Data listing:
--- Begin ---

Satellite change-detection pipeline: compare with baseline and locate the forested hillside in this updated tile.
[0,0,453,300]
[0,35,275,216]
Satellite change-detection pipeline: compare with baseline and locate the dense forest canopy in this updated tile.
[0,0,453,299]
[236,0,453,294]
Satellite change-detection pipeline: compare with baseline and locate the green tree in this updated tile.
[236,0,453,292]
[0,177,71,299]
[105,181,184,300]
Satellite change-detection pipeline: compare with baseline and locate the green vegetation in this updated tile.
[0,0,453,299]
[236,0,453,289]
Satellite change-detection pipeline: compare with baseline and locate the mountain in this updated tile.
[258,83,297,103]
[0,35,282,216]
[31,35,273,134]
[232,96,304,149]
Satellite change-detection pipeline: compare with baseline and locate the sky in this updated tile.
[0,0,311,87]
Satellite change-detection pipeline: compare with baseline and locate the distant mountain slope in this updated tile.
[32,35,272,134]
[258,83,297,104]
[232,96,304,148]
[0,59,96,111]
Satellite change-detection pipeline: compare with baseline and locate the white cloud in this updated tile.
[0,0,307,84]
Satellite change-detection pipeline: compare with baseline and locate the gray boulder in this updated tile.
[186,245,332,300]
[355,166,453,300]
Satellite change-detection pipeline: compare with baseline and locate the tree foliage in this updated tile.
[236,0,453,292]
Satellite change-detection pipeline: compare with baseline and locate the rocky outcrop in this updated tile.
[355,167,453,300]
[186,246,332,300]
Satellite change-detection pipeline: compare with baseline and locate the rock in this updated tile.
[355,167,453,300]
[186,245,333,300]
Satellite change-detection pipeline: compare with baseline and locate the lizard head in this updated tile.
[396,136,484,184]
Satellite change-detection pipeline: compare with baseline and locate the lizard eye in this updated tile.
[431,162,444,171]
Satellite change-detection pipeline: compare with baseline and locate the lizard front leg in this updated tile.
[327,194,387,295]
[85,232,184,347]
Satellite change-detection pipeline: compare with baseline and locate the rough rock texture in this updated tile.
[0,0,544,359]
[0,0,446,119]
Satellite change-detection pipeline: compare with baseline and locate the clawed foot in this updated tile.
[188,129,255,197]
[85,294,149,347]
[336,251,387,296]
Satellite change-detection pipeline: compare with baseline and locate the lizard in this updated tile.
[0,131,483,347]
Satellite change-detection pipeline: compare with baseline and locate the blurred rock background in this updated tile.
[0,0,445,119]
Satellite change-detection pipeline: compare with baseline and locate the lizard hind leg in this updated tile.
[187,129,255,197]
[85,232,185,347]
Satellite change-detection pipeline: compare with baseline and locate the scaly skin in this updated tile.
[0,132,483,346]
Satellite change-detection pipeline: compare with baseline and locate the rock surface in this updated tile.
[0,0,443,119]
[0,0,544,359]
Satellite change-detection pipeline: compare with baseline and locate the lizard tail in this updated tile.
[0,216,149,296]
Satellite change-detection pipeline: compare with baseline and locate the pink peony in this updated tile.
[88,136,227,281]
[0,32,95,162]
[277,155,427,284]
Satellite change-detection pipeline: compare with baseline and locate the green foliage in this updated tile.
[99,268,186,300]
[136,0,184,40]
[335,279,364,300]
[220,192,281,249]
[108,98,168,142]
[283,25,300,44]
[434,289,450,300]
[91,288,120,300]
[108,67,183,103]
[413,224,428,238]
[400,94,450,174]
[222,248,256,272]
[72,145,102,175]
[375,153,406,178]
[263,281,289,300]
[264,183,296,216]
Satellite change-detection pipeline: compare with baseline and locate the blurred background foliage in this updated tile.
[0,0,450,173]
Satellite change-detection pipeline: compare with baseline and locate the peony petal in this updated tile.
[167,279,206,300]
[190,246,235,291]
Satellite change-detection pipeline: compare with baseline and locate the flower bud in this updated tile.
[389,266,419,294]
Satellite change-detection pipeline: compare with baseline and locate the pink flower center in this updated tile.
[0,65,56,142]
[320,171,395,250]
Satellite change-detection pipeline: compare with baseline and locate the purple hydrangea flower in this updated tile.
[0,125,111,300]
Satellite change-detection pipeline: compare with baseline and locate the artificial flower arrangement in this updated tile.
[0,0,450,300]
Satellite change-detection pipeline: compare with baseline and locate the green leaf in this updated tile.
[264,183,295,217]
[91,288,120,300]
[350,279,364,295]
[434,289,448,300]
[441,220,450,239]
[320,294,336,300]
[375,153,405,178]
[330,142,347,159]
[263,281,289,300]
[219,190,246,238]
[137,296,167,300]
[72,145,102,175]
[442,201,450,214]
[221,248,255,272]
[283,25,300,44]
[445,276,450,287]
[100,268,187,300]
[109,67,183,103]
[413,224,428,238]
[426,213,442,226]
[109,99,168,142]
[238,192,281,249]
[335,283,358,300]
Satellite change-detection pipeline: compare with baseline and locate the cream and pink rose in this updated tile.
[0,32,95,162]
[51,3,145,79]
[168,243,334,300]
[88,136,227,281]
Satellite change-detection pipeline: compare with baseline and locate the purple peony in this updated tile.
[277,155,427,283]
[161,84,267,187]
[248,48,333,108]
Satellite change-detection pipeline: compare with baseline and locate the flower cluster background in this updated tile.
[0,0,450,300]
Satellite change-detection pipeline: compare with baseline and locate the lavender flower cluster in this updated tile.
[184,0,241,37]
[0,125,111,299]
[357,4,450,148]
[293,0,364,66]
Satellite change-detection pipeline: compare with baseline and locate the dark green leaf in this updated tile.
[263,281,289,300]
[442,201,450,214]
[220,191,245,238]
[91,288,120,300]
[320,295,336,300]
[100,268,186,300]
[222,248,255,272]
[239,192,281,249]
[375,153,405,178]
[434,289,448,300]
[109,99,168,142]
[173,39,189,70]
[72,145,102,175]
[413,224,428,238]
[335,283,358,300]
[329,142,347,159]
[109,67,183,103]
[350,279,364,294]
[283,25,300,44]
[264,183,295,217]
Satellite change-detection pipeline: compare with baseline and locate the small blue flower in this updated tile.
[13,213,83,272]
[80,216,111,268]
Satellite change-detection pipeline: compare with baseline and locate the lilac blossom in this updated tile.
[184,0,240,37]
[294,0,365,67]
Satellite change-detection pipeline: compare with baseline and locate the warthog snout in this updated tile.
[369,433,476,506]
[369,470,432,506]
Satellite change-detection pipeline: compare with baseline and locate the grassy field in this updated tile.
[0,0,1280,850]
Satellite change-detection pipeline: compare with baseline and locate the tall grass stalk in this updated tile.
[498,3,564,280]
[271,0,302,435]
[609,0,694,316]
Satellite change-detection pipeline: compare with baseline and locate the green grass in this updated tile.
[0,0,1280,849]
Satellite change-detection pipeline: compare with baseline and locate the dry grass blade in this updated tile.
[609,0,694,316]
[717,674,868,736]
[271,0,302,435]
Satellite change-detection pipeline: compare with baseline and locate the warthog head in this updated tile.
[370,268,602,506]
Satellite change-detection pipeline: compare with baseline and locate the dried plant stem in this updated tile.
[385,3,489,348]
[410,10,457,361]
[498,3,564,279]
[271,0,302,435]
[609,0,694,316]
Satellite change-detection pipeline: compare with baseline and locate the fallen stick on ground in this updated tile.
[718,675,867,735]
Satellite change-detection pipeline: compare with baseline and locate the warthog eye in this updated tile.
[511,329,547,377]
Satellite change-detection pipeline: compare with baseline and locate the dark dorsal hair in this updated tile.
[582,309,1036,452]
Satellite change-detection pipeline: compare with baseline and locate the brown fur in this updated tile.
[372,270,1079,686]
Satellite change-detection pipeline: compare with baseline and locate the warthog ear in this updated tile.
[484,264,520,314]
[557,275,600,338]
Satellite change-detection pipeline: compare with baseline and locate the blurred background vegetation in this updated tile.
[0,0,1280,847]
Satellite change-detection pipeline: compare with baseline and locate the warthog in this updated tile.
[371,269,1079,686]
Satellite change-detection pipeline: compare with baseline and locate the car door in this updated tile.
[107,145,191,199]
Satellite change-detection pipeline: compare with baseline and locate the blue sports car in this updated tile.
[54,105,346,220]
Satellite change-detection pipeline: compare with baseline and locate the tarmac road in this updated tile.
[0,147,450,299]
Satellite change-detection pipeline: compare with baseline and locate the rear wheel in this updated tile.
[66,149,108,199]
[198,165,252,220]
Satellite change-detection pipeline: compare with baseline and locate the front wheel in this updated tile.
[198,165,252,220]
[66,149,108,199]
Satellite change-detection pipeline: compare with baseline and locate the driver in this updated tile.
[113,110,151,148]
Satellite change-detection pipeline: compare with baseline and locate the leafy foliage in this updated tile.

--- End ---

### Work to do
Format the lines of the data between the line containing "blade in this updated tile." and the line containing "[557,275,600,338]", inclusive, as a JSON list of strings. Use one string per line and omit any blank lines.

### Task answer
[
  "Satellite change-detection pipeline: compare with baseline and locate the dry grass blade in this updated tile.",
  "[609,0,694,316]",
  "[717,674,868,736]",
  "[271,0,302,435]",
  "Satellite change-detection pipeline: compare with baseline and locate the warthog head in this updated tile.",
  "[370,268,602,506]",
  "Satellite change-detection pipeline: compare with baseline and locate the dried plant stem in this updated tile.",
  "[385,3,489,348]",
  "[410,10,457,361]",
  "[498,3,564,279]",
  "[271,0,302,435]",
  "[609,0,694,316]",
  "Satellite change-detection pipeline: compare with baseline and locate the fallen stick on ground in this updated tile.",
  "[718,675,867,735]",
  "Satellite change-detection pipeline: compare with baseline and locate the warthog eye in this updated tile.",
  "[511,329,547,377]",
  "Satellite change-detection pipeline: compare with baseline and locate the dark dorsal hair in this updated tile.",
  "[582,309,1036,452]",
  "Satellite change-detection pipeline: compare with baseline and locate the brown fur in this updated tile.",
  "[372,270,1079,686]",
  "Satellite change-detection pipeline: compare with baseline and locate the warthog ear in this updated tile.",
  "[484,264,520,314]",
  "[557,275,600,338]"
]